Fragmento proporcionado:
━━━
Requerían éstos, aunque sin trazar ni conocer el camino
para alcanzar sus propósitos, no la ratificación de las ideas
democráticas y representativas, federalistas y libertarias. Requerían
una transformación del país, aunque en medio de sus
explicables inquietudes no alcanzaban a presentar conclusión
alguna. Creían también entrever un porvenir de México con
disposiciones jurídicas que no saliesen del cerebro de los
colaboradores de Carranza a quienes consideraban abogados del
antiguo régimen; porque atribuían el proyecto de Constitución
a los porfiristas que circundaban al Primer Jefe, pero sobre todo a los licenciados José Natividad Macías y Luis
Manuel Rojas.
Sin embargo, en el fondo de la contrariedad que suscitaba el
proyecto constitucional de Carranza, se advertía la existencia de
una dirección política anticarrancista; y esa dirección no podía
ser otra que la del obregonismo; porque desde la instalación de
la junta previa del Congreso, la juventud revolucionaria congregada
en la asamblea, sentíase inspirada indirectamente por las
irradiaciones de la magnética personalidad del general Alvaro
Obregón.
De esta suerte, Carranza, no obstante hallarse en el pináculo
de su carrera política, resultaba conservador y atrasado frente a
la nueva pléyade y, por lo mismo, el proyecto carrancista de
Constitución parecía detestable. El Congreso, pues, más que la
manifestación legislativa y jurídica de la Revolución, podía estar
considerado como el preliminar de un nuevo acontecer mexicano.
━━━
Líneas de datos:
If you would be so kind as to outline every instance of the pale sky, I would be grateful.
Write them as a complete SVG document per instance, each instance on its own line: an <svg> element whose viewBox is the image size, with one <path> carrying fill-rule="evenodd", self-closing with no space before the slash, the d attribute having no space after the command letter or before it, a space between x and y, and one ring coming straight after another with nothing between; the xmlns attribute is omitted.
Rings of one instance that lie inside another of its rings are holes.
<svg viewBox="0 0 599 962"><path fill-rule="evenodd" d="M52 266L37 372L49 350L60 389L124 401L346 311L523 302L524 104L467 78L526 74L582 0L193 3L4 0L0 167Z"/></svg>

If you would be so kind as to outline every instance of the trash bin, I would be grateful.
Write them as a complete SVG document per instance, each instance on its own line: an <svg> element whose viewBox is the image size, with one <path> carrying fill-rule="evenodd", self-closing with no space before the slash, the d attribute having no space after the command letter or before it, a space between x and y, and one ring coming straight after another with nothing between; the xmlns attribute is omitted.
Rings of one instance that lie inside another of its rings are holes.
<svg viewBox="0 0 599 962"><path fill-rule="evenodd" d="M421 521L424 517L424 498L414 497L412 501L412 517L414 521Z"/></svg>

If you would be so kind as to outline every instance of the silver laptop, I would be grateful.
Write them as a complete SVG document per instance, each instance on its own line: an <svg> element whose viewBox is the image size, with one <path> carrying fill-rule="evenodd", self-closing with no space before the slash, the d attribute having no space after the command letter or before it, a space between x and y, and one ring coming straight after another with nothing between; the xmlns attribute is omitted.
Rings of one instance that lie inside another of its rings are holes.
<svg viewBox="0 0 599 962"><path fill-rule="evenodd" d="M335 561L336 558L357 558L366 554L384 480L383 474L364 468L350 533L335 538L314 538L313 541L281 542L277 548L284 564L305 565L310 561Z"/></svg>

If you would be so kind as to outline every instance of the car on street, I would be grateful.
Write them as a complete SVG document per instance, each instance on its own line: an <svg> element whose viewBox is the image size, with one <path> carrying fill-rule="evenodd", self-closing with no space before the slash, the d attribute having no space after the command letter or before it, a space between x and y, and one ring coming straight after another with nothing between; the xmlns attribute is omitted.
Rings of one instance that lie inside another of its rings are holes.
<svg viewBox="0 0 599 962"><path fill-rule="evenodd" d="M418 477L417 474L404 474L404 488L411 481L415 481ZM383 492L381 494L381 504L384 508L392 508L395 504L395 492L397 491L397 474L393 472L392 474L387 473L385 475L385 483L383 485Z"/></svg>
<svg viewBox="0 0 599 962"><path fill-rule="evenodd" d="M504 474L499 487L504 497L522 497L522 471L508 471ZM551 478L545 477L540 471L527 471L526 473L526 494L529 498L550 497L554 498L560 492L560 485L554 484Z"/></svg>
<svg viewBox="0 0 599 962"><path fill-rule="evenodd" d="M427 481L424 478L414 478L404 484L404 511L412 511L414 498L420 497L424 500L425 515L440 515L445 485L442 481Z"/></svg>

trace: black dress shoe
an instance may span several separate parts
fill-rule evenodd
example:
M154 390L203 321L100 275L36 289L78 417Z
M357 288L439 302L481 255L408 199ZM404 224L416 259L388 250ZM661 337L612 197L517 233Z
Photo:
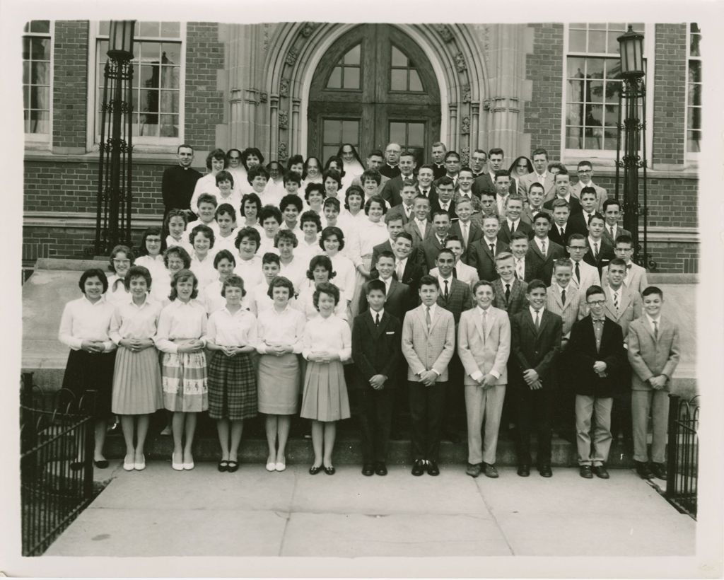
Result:
M422 475L425 473L425 462L421 459L416 459L412 464L412 474L414 476Z
M651 472L649 464L643 461L636 462L636 472L641 479L652 479L654 474Z
M666 473L666 466L663 463L654 463L651 464L651 472L654 474L654 477L658 478L659 479L666 480L668 474Z
M597 477L600 477L602 479L607 479L610 476L608 474L608 471L602 465L594 465L593 472Z

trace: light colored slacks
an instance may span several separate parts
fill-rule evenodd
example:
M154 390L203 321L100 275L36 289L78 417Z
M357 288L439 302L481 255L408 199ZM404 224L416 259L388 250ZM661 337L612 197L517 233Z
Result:
M576 445L578 465L602 465L611 448L611 408L613 398L576 395ZM591 417L595 421L591 445Z
M468 416L468 463L495 463L500 413L505 398L505 385L488 389L475 384L465 385L465 408ZM480 429L485 419L484 447Z

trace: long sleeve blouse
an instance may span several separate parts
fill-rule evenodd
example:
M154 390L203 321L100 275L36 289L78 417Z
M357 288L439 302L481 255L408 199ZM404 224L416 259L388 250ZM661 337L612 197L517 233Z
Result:
M153 342L164 353L177 353L178 339L201 339L206 334L206 312L195 300L187 303L177 298L161 311L159 328Z
M317 316L308 321L304 327L302 354L309 356L319 350L337 354L342 362L352 356L352 331L350 325L332 314L327 318Z
M80 350L83 340L101 340L105 352L111 352L116 348L109 335L114 309L105 296L95 303L85 295L72 300L63 309L58 340L73 350Z
M302 352L304 316L290 305L281 312L274 307L259 313L257 319L257 346L260 354L266 354L272 346L290 346L295 354Z

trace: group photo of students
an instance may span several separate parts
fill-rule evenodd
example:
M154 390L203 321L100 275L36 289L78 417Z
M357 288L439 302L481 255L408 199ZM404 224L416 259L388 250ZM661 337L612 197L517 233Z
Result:
M592 164L419 153L217 148L201 173L179 146L159 225L83 272L63 311L63 387L79 405L93 392L96 467L117 421L123 468L143 471L158 413L171 467L193 469L204 413L220 472L259 417L266 471L286 469L301 423L308 473L333 475L352 418L365 476L387 474L405 431L416 476L439 474L448 440L467 442L468 475L497 478L503 435L518 476L551 477L555 432L583 478L610 478L620 440L641 478L665 479L679 331Z

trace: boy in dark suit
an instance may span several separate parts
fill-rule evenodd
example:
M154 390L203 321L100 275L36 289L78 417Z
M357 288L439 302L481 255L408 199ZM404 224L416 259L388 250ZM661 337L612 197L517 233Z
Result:
M576 441L580 475L607 479L611 447L611 408L626 361L621 327L604 314L606 294L600 286L586 290L590 314L573 323L568 340L570 370L576 390ZM591 418L595 418L591 428Z
M560 353L563 320L545 308L547 289L542 280L531 280L526 297L529 308L510 317L512 364L510 380L518 420L518 474L530 475L531 430L538 434L538 471L550 477L554 366Z
M352 327L352 358L357 369L353 387L362 431L362 474L387 475L401 324L385 311L382 280L367 282L366 298L369 309L355 318Z

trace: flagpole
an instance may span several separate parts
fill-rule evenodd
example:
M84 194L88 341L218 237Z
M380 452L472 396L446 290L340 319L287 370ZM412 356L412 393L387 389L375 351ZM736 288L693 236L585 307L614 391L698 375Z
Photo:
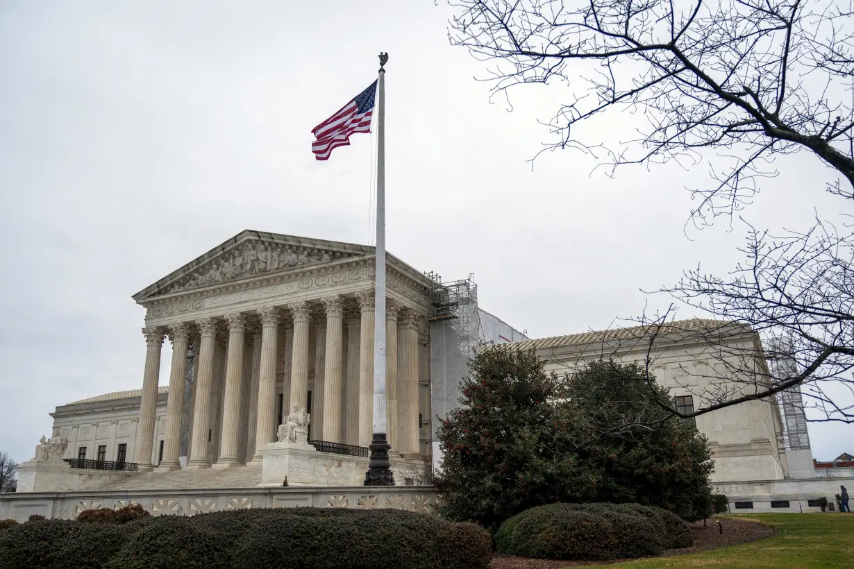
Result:
M377 79L377 266L374 312L374 416L371 460L366 486L391 486L395 476L389 460L385 421L385 69L389 54L379 55Z

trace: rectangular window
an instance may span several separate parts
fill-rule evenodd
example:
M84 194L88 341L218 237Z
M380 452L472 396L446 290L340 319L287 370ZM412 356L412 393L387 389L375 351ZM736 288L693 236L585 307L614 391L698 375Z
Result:
M681 395L676 397L677 413L687 415L688 413L693 413L693 396ZM690 419L686 419L685 421L690 421L694 425L697 424L697 417L691 417Z
M308 415L311 415L312 414L312 390L310 390L310 389L308 390L308 400L307 401L308 401L308 409L306 409L306 413L307 413ZM290 409L289 409L289 412L290 412ZM308 435L308 440L313 440L312 438L312 424L311 424L310 421L308 423L308 433L307 433L307 435Z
━━━
Tus tareas:
1. Indica si cada afirmación coincide con el fragmento sobre Carranza y responde sí o no, citando tal cual las palabras del fragmento que lo deciden.
(a) El proyecto de Constitución se atribuía a los porfiristas que rodeaban al Primer Jefe.
(b) La dirección política anticarrancista era la del villismo.
(c) Carranza se hallaba en la cumbre de su carrera política.
2. Contesta estas preguntas con lo que dice el fragmento sobre Carranza:
(a) ¿Qué dos licenciados se nombran?
(b) ¿Desde cuándo se sentía inspirada la juventud revolucionaria por el general Alvaro Obregón?
(c) ¿Cómo parecía el proyecto carrancista de Constitución?
3. Copia sin ningún cambio, del fragmento sobre Carranza, todo lo que va desde "Sin embargo, en" hasta "nuevo acontecer mexicano.".

Respuestas:
1.
(a) Sí: "atribuían el proyecto de Constitución a los porfiristas que circundaban al Primer Jefe"
(b) No: "esa dirección no podía ser otra que la del obregonismo"
(c) Sí: "no obstante hallarse en el pináculo de su carrera política"

2.
(a) José Natividad Macías y Luis Manuel Rojas.
(b) Desde la instalación de la junta previa del Congreso.
(c) Detestable.

3.
Sin embargo, en el fondo de la contrariedad que suscitaba el
proyecto constitucional de Carranza, se advertía la existencia de
una dirección política anticarrancista; y esa dirección no podía
ser otra que la del obregonismo; porque desde la instalación de
la junta previa del Congreso, la juventud revolucionaria congregada
en la asamblea, sentíase inspirada indirectamente por las
irradiaciones de la magnética personalidad del general Alvaro
Obregón.
De esta suerte, Carranza, no obstante hallarse en el pináculo
de su carrera política, resultaba conservador y atrasado frente a
la nueva pléyade y, por lo mismo, el proyecto carrancista de
Constitución parecía detestable. El Congreso, pues, más que la
manifestación legislativa y jurídica de la Revolución, podía estar
considerado como el preliminar de un nuevo acontecer mexicano.